■ **Provided material**
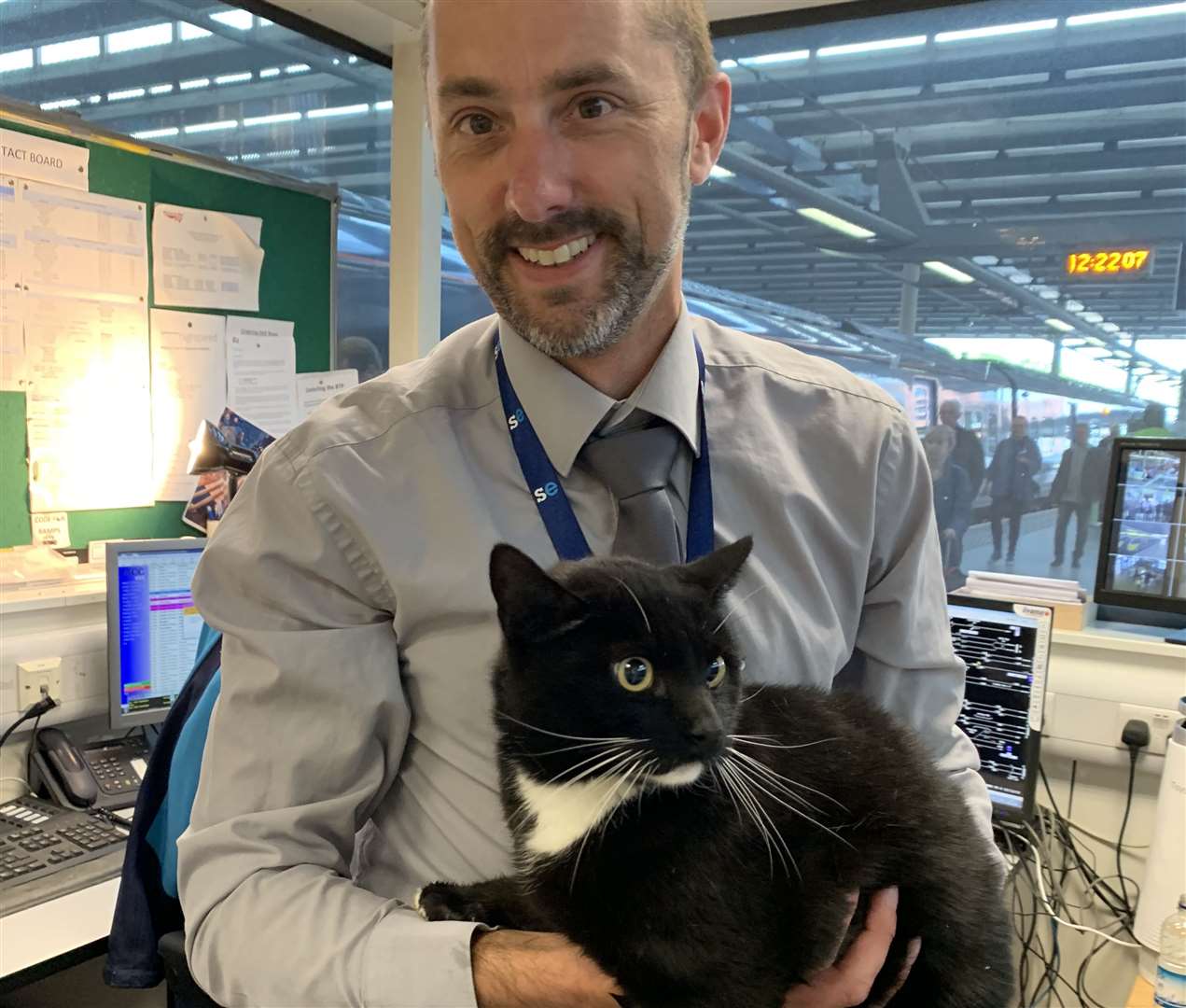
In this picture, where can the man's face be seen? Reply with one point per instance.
(564, 135)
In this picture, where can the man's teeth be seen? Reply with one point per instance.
(559, 255)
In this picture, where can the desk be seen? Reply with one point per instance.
(1141, 995)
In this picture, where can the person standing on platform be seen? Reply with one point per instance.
(1073, 491)
(1012, 484)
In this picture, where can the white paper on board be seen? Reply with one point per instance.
(81, 244)
(188, 385)
(204, 259)
(37, 158)
(88, 408)
(315, 386)
(261, 372)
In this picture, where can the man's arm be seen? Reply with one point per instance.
(306, 736)
(902, 657)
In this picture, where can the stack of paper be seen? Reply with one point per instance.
(1019, 586)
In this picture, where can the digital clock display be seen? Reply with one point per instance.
(1102, 262)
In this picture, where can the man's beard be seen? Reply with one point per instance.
(633, 279)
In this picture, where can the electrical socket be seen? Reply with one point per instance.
(35, 674)
(1160, 720)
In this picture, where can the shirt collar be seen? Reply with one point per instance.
(565, 409)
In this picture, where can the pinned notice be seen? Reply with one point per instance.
(202, 259)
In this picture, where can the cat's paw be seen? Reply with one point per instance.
(446, 902)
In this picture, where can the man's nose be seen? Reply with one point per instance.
(539, 183)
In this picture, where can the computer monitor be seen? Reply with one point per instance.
(1006, 647)
(1141, 575)
(152, 626)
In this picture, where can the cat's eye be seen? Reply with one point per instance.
(634, 674)
(717, 671)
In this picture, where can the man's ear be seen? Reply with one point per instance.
(533, 606)
(717, 572)
(709, 127)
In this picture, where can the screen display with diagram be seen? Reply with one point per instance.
(158, 626)
(1006, 648)
(1146, 551)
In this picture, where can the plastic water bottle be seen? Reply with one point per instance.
(1172, 962)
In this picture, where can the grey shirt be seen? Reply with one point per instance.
(351, 752)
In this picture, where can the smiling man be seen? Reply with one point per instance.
(351, 754)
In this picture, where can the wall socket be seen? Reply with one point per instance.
(1160, 720)
(35, 674)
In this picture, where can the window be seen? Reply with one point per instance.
(228, 84)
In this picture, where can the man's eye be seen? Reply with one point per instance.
(477, 123)
(593, 108)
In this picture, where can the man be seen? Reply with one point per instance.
(968, 454)
(1073, 492)
(953, 497)
(1012, 484)
(351, 754)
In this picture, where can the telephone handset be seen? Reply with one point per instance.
(104, 775)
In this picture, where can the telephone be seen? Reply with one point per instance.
(104, 775)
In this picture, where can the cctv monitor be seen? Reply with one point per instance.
(152, 626)
(1141, 575)
(1006, 648)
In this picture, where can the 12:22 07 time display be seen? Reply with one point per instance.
(1108, 261)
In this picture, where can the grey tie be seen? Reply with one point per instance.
(635, 466)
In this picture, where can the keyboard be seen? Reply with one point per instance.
(38, 838)
(118, 765)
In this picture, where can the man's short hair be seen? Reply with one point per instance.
(681, 22)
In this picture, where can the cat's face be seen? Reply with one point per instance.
(611, 665)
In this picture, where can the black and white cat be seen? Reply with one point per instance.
(695, 836)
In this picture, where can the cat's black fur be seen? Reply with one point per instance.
(677, 895)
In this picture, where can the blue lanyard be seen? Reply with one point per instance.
(543, 482)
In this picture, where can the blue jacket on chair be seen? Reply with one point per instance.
(147, 906)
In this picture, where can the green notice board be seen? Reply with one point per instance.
(297, 284)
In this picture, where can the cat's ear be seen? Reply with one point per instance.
(717, 572)
(533, 606)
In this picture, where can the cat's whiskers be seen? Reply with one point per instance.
(754, 592)
(630, 592)
(788, 780)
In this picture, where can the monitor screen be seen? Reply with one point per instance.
(1145, 552)
(1006, 648)
(153, 626)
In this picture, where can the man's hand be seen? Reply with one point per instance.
(848, 981)
(532, 969)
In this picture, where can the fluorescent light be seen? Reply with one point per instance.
(993, 31)
(774, 57)
(325, 113)
(75, 49)
(234, 19)
(835, 223)
(140, 38)
(188, 32)
(265, 119)
(16, 60)
(852, 49)
(950, 272)
(1104, 17)
(210, 127)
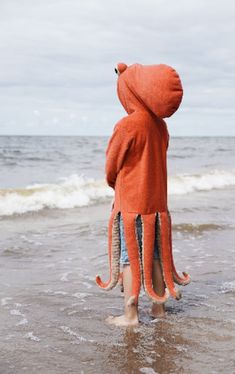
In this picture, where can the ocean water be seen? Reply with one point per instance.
(54, 210)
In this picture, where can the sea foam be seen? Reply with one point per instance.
(79, 191)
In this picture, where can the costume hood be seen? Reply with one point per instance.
(156, 88)
(136, 169)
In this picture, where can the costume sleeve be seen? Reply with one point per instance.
(118, 145)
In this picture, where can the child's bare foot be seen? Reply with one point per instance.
(122, 321)
(158, 310)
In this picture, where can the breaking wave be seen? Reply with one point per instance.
(78, 191)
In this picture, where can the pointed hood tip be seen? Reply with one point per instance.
(156, 88)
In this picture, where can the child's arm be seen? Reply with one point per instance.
(118, 146)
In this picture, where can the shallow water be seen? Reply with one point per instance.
(52, 313)
(54, 210)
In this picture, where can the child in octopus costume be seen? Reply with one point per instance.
(136, 168)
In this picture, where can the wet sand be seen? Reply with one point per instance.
(52, 313)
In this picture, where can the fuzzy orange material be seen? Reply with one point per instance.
(136, 168)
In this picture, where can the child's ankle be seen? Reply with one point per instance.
(131, 312)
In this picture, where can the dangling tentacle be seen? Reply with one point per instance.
(148, 235)
(120, 282)
(165, 254)
(183, 281)
(129, 222)
(113, 253)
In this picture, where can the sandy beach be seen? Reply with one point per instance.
(52, 312)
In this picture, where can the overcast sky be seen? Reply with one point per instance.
(58, 57)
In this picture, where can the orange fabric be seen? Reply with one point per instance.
(136, 154)
(136, 168)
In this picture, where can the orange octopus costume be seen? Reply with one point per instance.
(136, 168)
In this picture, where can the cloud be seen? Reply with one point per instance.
(58, 58)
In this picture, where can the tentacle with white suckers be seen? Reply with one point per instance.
(113, 253)
(148, 239)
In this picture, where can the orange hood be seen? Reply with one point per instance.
(156, 88)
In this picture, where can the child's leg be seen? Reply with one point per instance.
(130, 316)
(158, 310)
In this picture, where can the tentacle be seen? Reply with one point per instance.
(183, 281)
(120, 282)
(148, 231)
(130, 234)
(113, 253)
(165, 254)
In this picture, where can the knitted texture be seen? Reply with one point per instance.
(136, 168)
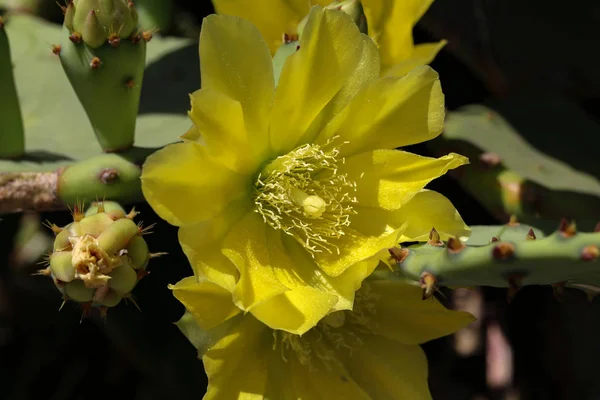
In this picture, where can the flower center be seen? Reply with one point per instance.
(303, 194)
(339, 330)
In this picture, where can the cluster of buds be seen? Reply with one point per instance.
(98, 258)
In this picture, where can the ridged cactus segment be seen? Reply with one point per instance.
(104, 57)
(12, 134)
(91, 262)
(564, 258)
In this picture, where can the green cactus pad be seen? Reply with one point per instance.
(57, 130)
(12, 137)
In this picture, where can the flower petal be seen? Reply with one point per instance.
(236, 365)
(392, 112)
(202, 243)
(422, 54)
(403, 316)
(390, 25)
(390, 178)
(427, 210)
(220, 121)
(330, 44)
(386, 369)
(209, 303)
(184, 185)
(235, 60)
(273, 18)
(312, 293)
(247, 248)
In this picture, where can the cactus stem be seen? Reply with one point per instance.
(590, 253)
(514, 285)
(95, 63)
(398, 255)
(114, 40)
(434, 238)
(427, 282)
(503, 251)
(455, 245)
(567, 229)
(75, 37)
(558, 289)
(530, 235)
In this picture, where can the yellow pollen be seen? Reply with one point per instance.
(303, 194)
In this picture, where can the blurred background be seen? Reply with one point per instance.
(534, 63)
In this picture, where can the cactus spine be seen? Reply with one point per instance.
(12, 135)
(103, 55)
(98, 258)
(516, 256)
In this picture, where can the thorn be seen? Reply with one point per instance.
(455, 245)
(427, 282)
(147, 230)
(434, 238)
(75, 37)
(43, 272)
(558, 289)
(530, 235)
(514, 285)
(95, 63)
(398, 254)
(114, 40)
(132, 214)
(163, 253)
(590, 253)
(513, 221)
(503, 251)
(85, 310)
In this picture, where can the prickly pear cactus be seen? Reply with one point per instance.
(12, 137)
(512, 256)
(103, 55)
(98, 258)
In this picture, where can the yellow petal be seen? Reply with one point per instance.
(247, 248)
(393, 112)
(390, 178)
(422, 54)
(209, 303)
(386, 369)
(202, 243)
(429, 209)
(236, 365)
(330, 50)
(295, 311)
(235, 60)
(403, 316)
(390, 25)
(184, 185)
(273, 18)
(220, 120)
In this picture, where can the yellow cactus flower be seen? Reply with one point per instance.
(369, 353)
(390, 24)
(285, 194)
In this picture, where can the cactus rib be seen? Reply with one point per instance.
(518, 255)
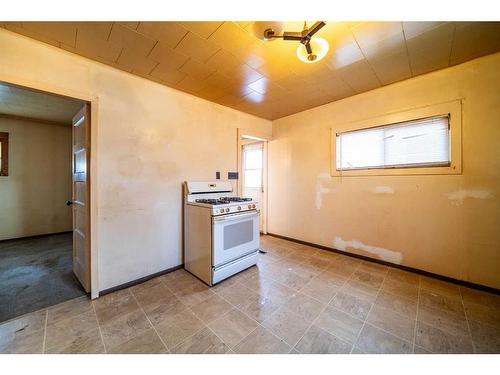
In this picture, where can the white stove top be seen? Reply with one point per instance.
(218, 197)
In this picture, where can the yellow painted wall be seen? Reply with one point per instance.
(148, 138)
(446, 224)
(33, 195)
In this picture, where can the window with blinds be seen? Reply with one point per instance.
(410, 144)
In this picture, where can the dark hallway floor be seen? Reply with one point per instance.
(36, 273)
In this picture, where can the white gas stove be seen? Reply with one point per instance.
(221, 231)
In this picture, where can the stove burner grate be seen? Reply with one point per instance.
(223, 200)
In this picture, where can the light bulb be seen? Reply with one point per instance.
(319, 48)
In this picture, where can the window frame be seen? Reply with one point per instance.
(4, 167)
(453, 109)
(250, 147)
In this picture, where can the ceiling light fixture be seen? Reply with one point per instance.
(319, 49)
(310, 50)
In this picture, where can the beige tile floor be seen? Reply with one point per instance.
(297, 300)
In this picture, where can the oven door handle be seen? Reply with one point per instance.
(235, 216)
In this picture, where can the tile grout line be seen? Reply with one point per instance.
(248, 316)
(368, 314)
(324, 308)
(258, 323)
(99, 327)
(45, 330)
(149, 320)
(467, 321)
(205, 324)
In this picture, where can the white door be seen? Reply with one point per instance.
(80, 202)
(253, 176)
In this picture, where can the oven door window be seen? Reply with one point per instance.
(238, 233)
(235, 237)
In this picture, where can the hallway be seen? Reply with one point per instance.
(36, 273)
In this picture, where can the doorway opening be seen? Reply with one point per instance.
(252, 153)
(44, 200)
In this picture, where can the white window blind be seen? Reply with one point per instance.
(416, 143)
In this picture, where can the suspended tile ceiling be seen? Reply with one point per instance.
(226, 63)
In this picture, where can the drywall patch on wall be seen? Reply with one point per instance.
(383, 254)
(321, 189)
(382, 190)
(458, 197)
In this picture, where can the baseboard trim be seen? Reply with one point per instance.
(139, 281)
(34, 236)
(389, 264)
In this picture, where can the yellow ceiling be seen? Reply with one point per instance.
(225, 62)
(19, 102)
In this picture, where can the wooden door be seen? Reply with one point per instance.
(81, 196)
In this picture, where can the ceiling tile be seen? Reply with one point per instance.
(220, 80)
(203, 29)
(232, 37)
(473, 39)
(426, 61)
(359, 76)
(346, 55)
(230, 100)
(438, 38)
(169, 33)
(125, 37)
(368, 33)
(431, 50)
(392, 68)
(413, 29)
(131, 59)
(166, 55)
(196, 47)
(92, 40)
(167, 74)
(131, 25)
(246, 75)
(392, 44)
(227, 63)
(191, 84)
(17, 28)
(213, 92)
(64, 32)
(291, 82)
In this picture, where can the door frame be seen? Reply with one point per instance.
(93, 101)
(249, 134)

■ **Problem to work on**
From the line holding "In this picture, where can the white door" down to the final line above, quote every line exactly and only those lines.

■ **Written solution**
In this picture, where can the white door be seen? Reply with one point per instance.
(80, 202)
(253, 176)
In this picture, where can the oven door window be seen? Reply with one point per instance.
(238, 233)
(235, 237)
In this picture, where can the hallway be seen? Reply with one point per instance.
(36, 273)
In this picture, where can the doorway opening be seen? Reply with one point per instance.
(252, 153)
(44, 200)
In this picture, where can the white window blind be seen? Reply with one point per instance.
(416, 143)
In this picture, where can the suspended tile ceiling be seen? Reply with one point per instance.
(226, 63)
In this picture, where can the drywall patch on wall be seen? Reply with one point per instance.
(383, 254)
(321, 189)
(382, 190)
(458, 197)
In this picture, where can the baseboard trim be seen? Reply with one point per instance.
(139, 281)
(34, 236)
(389, 264)
In this picture, where can the yellow ceiling be seen? Reply with one point per instance.
(225, 62)
(19, 102)
In this picture, where can the wooden door be seen? Reply with one point per instance.
(81, 196)
In this picture, where can the ceiling tile be seen? Reply with one point per instance.
(220, 80)
(203, 29)
(232, 37)
(473, 39)
(426, 61)
(359, 76)
(346, 55)
(230, 100)
(438, 38)
(169, 33)
(125, 37)
(368, 33)
(431, 50)
(392, 68)
(413, 29)
(131, 59)
(166, 55)
(196, 47)
(92, 40)
(167, 74)
(131, 25)
(246, 75)
(392, 44)
(227, 63)
(191, 84)
(17, 28)
(213, 92)
(64, 32)
(291, 82)
In this picture, where can the door frame be seen? Reply with one point per instance.
(93, 101)
(249, 134)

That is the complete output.